[What you are asked to do]
Word for word, retype the tail of the data below, starting with the line that has "Can you find the nose" and including the last line.

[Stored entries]
....

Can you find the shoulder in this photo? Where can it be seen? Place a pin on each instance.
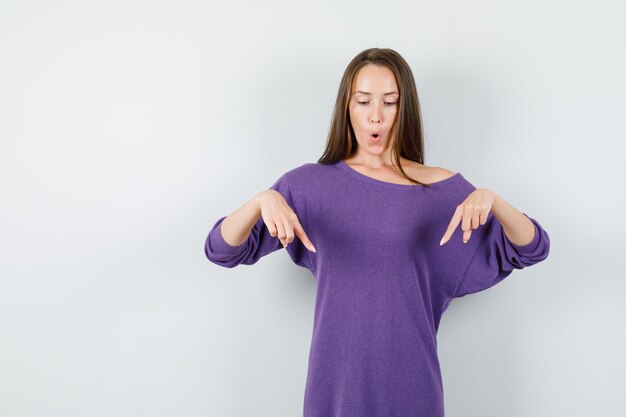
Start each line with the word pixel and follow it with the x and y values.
pixel 436 174
pixel 426 173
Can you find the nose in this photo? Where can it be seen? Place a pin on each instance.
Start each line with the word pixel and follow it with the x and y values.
pixel 375 117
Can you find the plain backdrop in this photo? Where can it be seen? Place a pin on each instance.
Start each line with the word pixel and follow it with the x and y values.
pixel 127 128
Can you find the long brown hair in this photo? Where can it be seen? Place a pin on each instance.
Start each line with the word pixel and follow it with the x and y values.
pixel 409 141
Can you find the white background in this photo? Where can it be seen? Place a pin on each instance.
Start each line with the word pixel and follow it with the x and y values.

....

[Result of the exercise]
Can you find the nose in this photo? Where can it be seen? Place a pin on each instance.
Start each line with the word pixel and follow it with the x and y values.
pixel 375 117
Can you find the plain backdrop in this photo? Where can it be seen? Place a pin on each instance.
Start each line with the word pixel and follow it with the x and y values.
pixel 127 128
Can you find the long brown hair in this photo? Where can it be seen? Place a pin on each instance.
Start each line with the word pixel and follow it with the x and y values.
pixel 409 141
Can you find the white background in this photo? Where can it be seen? Place a pin on each instance.
Start each line with the word pixel and follow it with the x and y values.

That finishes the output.